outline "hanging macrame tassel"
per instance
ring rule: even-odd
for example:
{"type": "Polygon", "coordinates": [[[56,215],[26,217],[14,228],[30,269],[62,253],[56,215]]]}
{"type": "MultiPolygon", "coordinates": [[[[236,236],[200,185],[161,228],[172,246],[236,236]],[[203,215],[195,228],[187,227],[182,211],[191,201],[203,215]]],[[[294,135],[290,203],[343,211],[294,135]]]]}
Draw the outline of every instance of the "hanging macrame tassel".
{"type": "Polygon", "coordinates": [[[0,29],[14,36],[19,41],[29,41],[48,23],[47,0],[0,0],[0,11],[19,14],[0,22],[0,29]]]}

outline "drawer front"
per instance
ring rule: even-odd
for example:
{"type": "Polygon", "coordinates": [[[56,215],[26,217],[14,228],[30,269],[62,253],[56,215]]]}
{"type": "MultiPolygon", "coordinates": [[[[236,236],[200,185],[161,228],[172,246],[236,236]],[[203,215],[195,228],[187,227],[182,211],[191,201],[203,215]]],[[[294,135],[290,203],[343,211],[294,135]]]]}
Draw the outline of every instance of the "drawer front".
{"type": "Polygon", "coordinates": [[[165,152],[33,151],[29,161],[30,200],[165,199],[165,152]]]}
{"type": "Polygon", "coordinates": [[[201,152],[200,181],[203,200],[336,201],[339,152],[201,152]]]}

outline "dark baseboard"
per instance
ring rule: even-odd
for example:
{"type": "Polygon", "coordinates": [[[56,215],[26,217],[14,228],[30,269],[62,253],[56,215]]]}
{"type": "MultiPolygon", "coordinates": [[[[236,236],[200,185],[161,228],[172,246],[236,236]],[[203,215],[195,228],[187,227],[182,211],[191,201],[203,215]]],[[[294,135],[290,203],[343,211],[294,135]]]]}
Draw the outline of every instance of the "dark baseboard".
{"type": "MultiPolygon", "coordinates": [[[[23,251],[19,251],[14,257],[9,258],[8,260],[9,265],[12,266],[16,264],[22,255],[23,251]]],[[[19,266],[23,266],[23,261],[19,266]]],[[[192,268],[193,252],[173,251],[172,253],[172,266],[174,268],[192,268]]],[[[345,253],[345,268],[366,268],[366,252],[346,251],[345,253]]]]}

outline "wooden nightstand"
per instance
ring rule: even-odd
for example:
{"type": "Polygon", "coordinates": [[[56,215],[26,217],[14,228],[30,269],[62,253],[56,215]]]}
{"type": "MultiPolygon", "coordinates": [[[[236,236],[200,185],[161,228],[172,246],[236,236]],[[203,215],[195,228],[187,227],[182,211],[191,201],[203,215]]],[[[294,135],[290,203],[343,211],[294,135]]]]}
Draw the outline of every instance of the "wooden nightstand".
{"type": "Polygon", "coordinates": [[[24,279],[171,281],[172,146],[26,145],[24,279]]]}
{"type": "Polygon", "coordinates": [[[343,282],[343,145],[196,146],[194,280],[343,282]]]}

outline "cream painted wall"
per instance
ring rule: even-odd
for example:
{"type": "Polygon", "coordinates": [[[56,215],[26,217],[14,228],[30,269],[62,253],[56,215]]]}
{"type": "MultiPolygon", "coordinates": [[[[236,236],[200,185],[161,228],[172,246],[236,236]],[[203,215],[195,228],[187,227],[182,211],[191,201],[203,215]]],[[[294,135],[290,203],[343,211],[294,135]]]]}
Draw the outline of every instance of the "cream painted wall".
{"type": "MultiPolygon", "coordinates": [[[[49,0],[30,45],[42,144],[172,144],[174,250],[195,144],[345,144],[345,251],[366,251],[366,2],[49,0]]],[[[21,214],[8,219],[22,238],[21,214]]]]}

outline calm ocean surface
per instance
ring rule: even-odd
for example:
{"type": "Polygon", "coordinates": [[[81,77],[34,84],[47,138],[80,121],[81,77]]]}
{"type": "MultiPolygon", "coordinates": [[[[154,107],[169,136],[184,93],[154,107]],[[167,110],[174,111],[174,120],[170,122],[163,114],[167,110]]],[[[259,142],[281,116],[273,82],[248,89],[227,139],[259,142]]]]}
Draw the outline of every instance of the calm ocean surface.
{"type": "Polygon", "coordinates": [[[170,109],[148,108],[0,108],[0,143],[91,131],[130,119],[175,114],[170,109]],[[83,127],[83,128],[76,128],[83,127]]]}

...

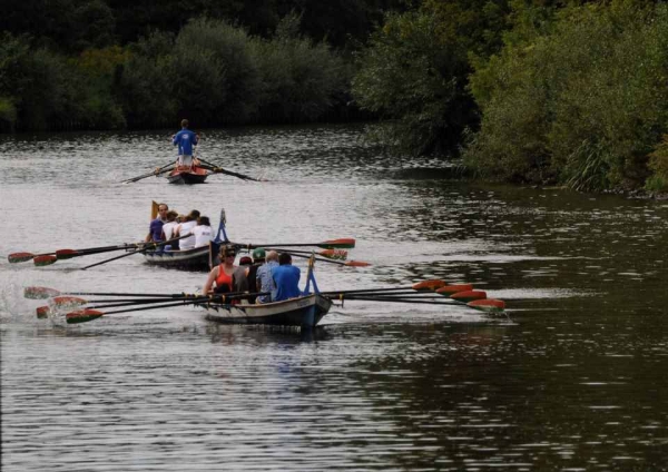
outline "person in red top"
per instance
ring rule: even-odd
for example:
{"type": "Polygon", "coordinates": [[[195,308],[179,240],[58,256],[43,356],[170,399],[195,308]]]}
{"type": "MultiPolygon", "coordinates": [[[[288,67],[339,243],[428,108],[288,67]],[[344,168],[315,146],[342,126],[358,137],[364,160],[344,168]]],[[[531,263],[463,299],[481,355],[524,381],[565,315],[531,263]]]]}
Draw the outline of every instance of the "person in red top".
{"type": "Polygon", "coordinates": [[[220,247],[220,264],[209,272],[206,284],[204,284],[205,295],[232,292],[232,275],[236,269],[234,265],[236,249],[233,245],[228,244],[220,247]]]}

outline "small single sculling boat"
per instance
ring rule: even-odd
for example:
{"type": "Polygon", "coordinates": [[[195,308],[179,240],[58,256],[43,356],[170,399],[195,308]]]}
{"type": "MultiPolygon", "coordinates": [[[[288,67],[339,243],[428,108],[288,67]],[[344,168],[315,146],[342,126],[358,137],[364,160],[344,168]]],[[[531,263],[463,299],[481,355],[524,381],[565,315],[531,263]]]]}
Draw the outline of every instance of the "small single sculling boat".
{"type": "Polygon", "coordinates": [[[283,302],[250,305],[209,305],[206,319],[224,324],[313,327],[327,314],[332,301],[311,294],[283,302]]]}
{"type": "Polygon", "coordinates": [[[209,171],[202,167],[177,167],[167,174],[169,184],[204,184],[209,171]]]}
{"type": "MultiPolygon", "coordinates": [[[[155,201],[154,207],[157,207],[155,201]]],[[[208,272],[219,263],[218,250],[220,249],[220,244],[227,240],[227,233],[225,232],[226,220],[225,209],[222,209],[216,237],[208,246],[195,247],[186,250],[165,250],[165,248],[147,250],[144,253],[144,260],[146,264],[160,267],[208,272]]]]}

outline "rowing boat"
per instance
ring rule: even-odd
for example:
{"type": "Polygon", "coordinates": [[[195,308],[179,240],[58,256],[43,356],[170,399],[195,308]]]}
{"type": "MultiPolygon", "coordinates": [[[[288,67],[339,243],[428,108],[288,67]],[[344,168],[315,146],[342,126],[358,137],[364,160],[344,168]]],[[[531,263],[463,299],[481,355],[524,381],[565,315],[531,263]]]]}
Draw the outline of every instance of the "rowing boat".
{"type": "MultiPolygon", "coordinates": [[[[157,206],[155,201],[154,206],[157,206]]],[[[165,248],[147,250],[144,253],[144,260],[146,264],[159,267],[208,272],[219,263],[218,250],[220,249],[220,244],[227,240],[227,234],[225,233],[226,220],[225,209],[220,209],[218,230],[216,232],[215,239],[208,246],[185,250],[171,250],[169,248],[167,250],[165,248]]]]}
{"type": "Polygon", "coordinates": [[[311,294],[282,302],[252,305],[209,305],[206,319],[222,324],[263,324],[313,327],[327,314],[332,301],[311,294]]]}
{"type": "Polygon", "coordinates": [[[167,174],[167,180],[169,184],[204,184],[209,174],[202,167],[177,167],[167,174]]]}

--

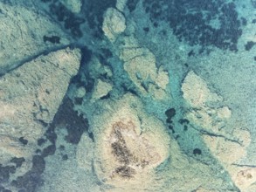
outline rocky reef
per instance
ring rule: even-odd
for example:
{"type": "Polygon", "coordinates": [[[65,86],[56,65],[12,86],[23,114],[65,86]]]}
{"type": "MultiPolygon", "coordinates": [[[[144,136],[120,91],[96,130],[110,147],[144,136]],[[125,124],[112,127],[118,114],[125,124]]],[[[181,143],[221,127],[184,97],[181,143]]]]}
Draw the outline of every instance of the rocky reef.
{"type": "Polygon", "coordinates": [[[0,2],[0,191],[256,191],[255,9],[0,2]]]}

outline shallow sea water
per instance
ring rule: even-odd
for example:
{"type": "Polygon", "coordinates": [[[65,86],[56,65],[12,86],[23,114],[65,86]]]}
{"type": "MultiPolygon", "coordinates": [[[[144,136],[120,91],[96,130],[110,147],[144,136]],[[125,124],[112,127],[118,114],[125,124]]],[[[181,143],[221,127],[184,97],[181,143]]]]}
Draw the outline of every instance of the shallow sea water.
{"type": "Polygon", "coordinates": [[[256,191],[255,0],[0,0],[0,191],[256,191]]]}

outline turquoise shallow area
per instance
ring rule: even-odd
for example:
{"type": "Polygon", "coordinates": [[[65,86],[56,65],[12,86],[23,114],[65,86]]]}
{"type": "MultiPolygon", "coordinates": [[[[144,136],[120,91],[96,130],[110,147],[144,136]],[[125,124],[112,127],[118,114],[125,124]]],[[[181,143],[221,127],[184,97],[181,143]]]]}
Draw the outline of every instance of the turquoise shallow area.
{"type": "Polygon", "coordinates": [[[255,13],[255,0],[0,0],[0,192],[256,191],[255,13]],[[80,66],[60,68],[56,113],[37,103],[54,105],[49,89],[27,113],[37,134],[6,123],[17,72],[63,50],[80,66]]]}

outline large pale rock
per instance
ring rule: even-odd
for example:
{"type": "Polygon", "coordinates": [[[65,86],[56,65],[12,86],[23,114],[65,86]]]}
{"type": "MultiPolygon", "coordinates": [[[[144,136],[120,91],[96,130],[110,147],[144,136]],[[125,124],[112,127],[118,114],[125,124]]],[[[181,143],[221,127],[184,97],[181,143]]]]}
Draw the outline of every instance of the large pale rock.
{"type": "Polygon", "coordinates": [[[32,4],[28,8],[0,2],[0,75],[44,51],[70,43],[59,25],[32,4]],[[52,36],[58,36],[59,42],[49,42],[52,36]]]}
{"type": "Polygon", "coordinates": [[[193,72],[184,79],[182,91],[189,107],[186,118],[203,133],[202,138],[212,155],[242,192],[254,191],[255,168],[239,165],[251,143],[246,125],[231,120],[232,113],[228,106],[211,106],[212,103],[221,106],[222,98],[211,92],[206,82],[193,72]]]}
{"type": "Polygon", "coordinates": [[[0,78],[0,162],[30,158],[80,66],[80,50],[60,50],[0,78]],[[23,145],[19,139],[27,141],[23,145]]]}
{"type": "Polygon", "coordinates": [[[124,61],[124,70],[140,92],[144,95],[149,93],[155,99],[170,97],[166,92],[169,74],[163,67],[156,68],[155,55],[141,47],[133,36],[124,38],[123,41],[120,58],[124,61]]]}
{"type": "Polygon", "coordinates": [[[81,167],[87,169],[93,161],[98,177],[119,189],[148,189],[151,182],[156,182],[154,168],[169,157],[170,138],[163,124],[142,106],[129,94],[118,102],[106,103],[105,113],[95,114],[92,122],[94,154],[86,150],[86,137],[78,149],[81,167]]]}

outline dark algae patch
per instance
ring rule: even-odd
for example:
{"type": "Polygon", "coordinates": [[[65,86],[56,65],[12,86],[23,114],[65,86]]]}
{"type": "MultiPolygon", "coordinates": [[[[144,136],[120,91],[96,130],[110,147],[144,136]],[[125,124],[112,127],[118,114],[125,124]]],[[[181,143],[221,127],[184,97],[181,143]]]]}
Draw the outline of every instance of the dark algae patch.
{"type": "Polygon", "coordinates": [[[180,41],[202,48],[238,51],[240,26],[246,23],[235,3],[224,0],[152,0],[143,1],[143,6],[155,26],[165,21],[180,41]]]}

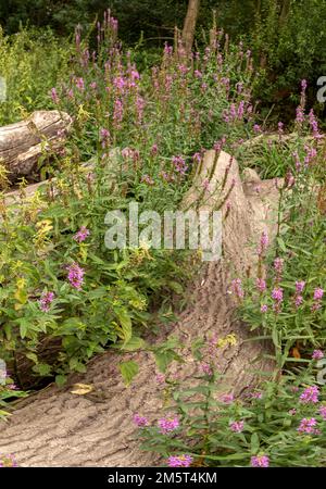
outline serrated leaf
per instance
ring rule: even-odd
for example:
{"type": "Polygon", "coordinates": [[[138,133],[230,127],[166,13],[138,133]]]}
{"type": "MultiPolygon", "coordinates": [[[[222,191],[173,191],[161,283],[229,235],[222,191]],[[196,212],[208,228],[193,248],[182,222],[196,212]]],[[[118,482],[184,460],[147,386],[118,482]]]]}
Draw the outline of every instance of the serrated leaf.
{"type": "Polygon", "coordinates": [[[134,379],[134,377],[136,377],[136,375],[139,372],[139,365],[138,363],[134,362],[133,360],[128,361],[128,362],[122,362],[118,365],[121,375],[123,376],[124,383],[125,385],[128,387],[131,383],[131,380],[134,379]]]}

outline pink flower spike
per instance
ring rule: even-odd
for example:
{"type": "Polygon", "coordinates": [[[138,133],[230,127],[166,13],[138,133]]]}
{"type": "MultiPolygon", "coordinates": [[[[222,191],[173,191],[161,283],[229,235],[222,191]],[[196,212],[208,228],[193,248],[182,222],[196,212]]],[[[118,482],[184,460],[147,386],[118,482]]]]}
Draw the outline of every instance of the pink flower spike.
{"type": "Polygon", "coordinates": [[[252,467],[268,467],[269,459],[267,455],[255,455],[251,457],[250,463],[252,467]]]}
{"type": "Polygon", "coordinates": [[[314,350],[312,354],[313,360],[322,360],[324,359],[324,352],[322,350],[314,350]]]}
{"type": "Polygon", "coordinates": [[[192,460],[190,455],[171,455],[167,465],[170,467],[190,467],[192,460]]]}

*What to work on*
Locate every line in the records above that contains the string "rowing", with case counting, and copy each of those lines.

*Full response*
outline "rowing boat"
Draw the outline of every instance of the "rowing boat".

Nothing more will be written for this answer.